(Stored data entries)
══════════════════════════════

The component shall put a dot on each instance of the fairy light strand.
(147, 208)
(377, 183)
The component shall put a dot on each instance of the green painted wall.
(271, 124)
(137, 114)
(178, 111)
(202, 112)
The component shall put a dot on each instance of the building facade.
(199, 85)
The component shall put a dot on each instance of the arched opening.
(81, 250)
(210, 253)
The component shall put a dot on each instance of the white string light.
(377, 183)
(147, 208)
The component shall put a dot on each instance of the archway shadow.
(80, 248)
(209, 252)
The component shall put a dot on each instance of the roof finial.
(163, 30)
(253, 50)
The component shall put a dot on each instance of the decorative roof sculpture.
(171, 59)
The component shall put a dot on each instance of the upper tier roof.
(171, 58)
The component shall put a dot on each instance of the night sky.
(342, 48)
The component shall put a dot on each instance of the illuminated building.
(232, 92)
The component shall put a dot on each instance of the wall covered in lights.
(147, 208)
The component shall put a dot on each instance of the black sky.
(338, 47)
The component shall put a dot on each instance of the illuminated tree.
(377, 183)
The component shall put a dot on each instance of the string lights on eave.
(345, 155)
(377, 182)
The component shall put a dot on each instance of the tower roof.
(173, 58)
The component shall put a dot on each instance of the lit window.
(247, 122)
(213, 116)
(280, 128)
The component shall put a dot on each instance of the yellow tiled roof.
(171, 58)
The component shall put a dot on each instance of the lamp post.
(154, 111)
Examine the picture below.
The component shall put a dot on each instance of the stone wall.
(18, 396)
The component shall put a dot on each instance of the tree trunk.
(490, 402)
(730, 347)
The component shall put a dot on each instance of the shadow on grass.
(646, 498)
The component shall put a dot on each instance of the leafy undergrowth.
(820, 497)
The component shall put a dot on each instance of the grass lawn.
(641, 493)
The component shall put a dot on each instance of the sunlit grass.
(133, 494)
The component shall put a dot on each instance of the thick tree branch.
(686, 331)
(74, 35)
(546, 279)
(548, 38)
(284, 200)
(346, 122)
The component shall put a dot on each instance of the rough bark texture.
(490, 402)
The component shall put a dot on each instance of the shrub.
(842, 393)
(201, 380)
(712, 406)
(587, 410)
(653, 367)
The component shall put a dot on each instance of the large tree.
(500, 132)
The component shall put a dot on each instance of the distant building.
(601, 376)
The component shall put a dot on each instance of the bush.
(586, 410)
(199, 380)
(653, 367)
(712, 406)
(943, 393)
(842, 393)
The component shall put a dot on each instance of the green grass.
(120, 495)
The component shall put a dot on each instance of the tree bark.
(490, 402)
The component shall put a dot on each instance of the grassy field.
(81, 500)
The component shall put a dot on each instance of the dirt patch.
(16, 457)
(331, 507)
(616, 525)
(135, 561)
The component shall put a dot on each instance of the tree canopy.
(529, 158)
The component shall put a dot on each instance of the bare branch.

══════════════════════════════

Once the line with "the sunlit grass." is found, write out that line and every one after it through the last line of the records, exactly and with nothing else.

The component shall put a dot on each instance of the sunlit grass.
(133, 494)
The component shall put a dot on each instance of the thick tree branch.
(686, 331)
(74, 35)
(546, 279)
(548, 38)
(284, 200)
(346, 122)
The component shall put a dot on each instance of the rough bark texture.
(490, 402)
The component shall put a dot on each instance of the shrub.
(842, 393)
(201, 380)
(712, 406)
(587, 410)
(653, 367)
The component shall put a dot on each instance of the large tree.
(500, 132)
The component shall put a dot on each instance of the distant building.
(601, 376)
The component shall put a dot on each instance of the bush.
(586, 410)
(199, 380)
(653, 367)
(712, 406)
(943, 393)
(842, 393)
The component shall put a dot on each instance of the green grass.
(120, 495)
The component shall put a dot on each instance of the tree bark.
(490, 402)
The component shall put a dot on each instance of the grassy field.
(81, 500)
The component shall put a dot on each instance of the dirt patch.
(16, 457)
(331, 507)
(616, 525)
(135, 561)
The component shall put a dot on each instance of the tree canopy.
(529, 158)
The component shall put a dot on each instance of the bare branch.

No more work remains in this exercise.